# The OTHER blue bracelet



## metrowestblues (Aug 12, 2004)

*Hello! Don't these knuckleheads realize the color blue has already been taken?! It would be unfortunate if someone wearing a blue bracelet is assumed to be anti-Bush...as opposed to pro-police....*

NEW YORK - After spending 10 days in London with friends who were outspoken about their disdain for President Bush (news - web sites)'s policies, Berns Rothchild came home wishing she had a way to show the world she didn't vote for him.

"I sort of felt ashamed, and didn't really want to be associated with being an American," said Rothchild, who lives in New York City and voted for John Kerry (news - web sites).

Rothchild, 35, is selling blue bracelets that say "COUNT ME BLUE," while Laura Adams, of Fairway, Kan., offers blue bracelets that say "HOPE." The McKnight family, of Moscow, Idaho, is even more direct; their black bracelets proclaim: "I DID NOT VOTE 4 BUSH."


----------



## Irishpride (May 5, 2002)

metrowestblues";p="53135 said:


> I sort of felt ashamed, and didn't really want to be associated with being an American," said Rothchild,


America feels the same way about you Ms. Rothchild :flipoff:


----------



## KozmoKramer (Apr 25, 2004)

*I Never Thought I'd Say These Words; But I Guess You Can Color Me RED Then!*


----------



## pickels (Jul 1, 2002)

KozmoKramer";p="53145 said:


> *I Never Thought I'd Say These Words; But I Guess You Can Color Me RED Then!*


Kozmo, 
if you want a red bracelet you can go here
www.redsoxconnection.com
you can get a nice red sox nation bracelet.


----------



## EOD1 (Mar 11, 2004)

• Raw records
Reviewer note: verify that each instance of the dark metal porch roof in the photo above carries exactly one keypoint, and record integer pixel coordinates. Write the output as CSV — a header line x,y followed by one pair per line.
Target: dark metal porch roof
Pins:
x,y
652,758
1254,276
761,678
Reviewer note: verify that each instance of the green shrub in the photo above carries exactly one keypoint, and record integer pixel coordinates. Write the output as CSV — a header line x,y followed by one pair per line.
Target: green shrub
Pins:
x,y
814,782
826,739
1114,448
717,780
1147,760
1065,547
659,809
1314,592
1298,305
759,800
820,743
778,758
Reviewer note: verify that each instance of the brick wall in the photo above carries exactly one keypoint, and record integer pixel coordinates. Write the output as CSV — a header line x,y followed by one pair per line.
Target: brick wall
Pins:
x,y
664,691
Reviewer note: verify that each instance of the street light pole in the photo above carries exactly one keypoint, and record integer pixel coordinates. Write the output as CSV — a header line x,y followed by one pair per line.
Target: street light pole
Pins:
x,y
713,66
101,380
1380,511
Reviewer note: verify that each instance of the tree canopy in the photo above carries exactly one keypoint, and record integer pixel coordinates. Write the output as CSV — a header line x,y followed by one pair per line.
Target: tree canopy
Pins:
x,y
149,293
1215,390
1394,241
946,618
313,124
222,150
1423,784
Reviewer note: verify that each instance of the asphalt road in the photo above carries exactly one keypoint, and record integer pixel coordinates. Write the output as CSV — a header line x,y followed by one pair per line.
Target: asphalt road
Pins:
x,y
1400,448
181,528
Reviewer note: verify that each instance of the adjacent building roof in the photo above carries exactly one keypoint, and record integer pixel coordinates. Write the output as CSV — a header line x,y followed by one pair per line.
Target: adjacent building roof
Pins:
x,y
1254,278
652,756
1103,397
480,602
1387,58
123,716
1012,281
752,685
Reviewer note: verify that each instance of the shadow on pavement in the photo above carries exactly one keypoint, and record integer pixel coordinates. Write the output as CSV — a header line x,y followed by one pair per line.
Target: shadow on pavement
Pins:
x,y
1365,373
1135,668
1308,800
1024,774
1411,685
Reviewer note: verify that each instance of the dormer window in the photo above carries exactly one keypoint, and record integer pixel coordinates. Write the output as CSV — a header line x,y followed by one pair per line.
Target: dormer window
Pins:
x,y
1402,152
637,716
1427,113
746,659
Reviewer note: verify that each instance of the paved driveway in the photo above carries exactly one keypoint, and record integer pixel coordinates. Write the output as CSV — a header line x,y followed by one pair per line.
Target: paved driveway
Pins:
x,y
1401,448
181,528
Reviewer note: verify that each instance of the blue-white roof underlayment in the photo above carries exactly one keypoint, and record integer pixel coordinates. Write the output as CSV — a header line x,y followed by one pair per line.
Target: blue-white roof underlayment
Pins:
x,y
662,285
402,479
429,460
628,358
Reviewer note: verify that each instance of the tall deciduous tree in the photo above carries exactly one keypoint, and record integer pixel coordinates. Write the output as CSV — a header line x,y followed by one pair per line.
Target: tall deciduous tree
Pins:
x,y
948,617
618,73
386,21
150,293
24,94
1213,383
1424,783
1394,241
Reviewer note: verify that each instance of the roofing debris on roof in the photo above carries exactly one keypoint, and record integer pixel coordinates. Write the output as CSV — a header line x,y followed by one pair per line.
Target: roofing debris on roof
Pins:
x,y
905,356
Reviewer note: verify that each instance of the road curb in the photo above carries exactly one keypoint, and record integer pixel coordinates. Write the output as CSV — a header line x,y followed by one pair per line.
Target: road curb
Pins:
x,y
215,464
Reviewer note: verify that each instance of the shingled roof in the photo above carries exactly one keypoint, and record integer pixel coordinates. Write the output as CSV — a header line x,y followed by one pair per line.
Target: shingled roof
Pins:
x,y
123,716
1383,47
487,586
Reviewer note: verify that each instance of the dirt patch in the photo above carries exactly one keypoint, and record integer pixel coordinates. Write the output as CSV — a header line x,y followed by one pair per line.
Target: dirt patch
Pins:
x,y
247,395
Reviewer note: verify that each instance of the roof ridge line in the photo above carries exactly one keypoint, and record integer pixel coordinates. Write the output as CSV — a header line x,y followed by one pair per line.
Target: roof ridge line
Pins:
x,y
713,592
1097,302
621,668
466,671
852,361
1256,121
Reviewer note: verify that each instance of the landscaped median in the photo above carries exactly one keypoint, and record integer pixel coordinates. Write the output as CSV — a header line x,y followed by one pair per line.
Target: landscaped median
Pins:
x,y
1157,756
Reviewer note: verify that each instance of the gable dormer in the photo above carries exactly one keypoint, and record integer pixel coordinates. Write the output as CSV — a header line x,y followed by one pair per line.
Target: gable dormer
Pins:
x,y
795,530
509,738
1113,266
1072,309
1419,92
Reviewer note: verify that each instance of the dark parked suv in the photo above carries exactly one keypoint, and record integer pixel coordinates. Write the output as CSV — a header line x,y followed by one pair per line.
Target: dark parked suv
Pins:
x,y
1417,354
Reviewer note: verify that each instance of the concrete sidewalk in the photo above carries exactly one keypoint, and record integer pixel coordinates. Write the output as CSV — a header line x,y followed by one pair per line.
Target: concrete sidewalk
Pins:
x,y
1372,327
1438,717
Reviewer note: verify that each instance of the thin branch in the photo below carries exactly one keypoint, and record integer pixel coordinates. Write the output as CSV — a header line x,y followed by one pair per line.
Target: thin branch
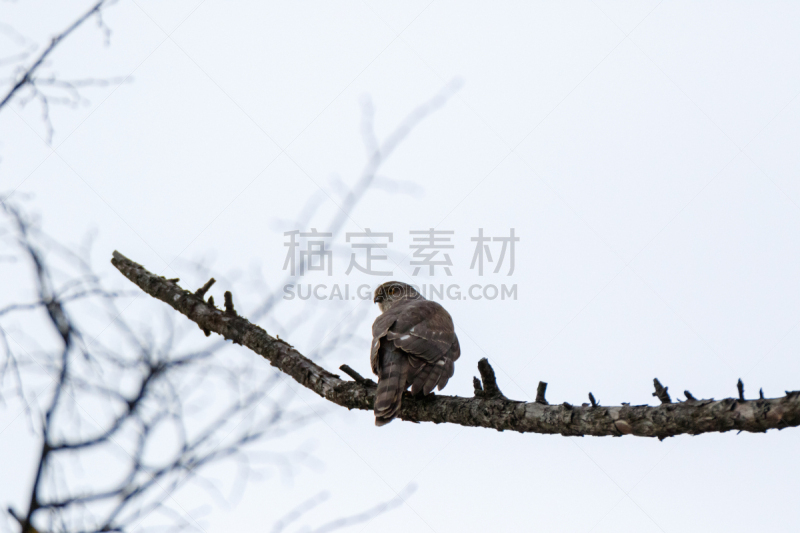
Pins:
x,y
27,76
661,421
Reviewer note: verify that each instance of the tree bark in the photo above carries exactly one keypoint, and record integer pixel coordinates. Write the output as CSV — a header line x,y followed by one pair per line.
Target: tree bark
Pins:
x,y
489,408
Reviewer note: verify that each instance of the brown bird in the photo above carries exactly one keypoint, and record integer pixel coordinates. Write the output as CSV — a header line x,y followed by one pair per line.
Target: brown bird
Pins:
x,y
413,343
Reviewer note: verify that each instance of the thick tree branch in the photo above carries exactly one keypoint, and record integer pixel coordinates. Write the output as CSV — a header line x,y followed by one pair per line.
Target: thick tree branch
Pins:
x,y
497,412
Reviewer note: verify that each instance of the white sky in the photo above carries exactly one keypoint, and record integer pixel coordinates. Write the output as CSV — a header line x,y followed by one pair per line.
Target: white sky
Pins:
x,y
646,154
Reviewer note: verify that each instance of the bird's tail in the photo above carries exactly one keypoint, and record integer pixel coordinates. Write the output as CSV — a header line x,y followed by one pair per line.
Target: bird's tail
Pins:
x,y
391,383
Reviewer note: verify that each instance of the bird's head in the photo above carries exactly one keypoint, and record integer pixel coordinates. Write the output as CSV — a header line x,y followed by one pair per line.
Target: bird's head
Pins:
x,y
392,292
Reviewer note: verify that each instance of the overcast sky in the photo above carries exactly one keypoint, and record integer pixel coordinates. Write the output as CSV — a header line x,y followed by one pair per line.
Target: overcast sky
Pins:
x,y
646,154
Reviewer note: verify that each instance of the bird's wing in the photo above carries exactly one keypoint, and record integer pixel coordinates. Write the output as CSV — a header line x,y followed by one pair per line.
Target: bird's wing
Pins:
x,y
423,329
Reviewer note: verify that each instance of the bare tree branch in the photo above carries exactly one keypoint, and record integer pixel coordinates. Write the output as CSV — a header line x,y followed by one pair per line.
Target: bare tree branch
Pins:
x,y
28,76
666,420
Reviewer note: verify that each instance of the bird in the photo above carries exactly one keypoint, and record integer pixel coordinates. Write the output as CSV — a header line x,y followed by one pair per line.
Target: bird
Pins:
x,y
414,344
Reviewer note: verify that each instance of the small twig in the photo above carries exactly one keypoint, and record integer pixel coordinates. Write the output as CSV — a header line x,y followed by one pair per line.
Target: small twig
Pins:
x,y
661,392
490,388
540,390
201,292
591,399
358,378
229,304
476,384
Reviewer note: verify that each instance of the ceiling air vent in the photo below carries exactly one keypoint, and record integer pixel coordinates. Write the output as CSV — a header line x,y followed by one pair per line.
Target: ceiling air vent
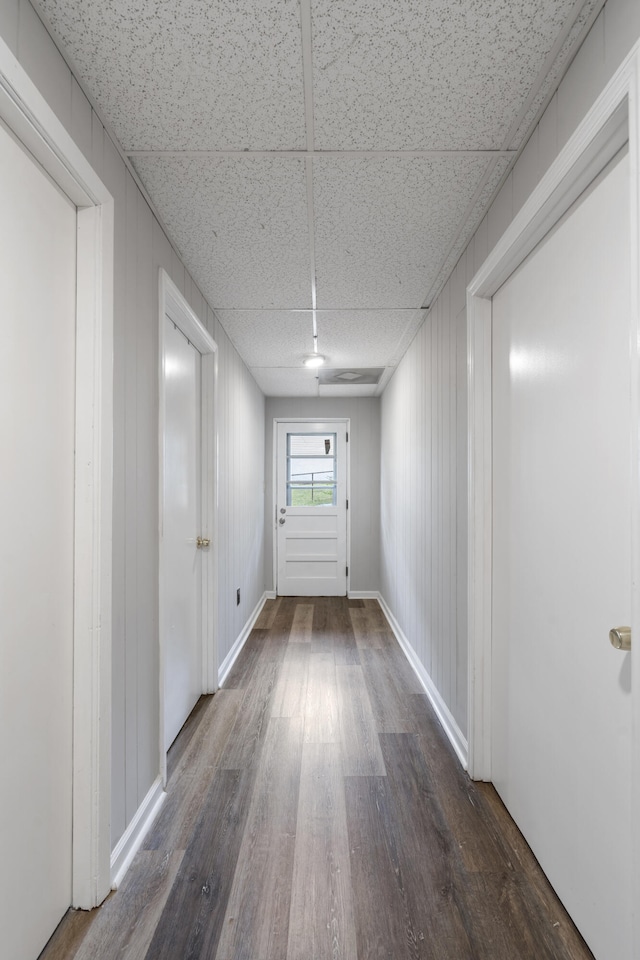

• Actions to take
1 > Please reproduce the part of the bracelet thread that begins at the words "NEW YORK - After" and stops after "- web sites).".
2 > Carry on the bracelet thread from its last line.
The listing is separate from the bracelet thread.

• Answers below
1 >
NEW YORK - After spending 10 days in London with friends who were outspoken about their disdain for President Bush (news - web sites)'s policies, Berns Rothchild came home wishing she had a way to show the world she didn't vote for him.

"I sort of felt ashamed, and didn't really want to be associated with being an American," said Rothchild, who lives in New York City and voted for John Kerry (news - web sites).

2 >
Ya know I am embarrassed that she calls her self an American also, her ass should go back to england or move her ass to france!


----------



## kttref (Oct 5, 2004)

I hate people.

Just a heads up - I'm subbing right now and a bunch of the kids I teach all have blue bracelets...for Lacrosse...I was almost proud of them.


----------



## kwflatbed (Dec 29, 2004)

Another article on the blue braclets.

Anti-Bush Bracelets Say, 'Count Me Blue'

Fri Jan 14, 7:21 PM ET

By ELIZABETH LeSURE, Associated Press Writer

NEW YORK - After spending 10 days in London with friends who were outspoken about their disdain for President Bush (news - web sites)'s policies, Berns Rothchild came home wishing she had a way to show the world she didn't vote for him.

AP Photo

AP Photo 
Slideshow: Charitable Bracelets Show Support

"I sort of felt ashamed, and didn't really want to be associated with being an American," said Rothchild, who lives in New York City and voted for John Kerry (news - web sites).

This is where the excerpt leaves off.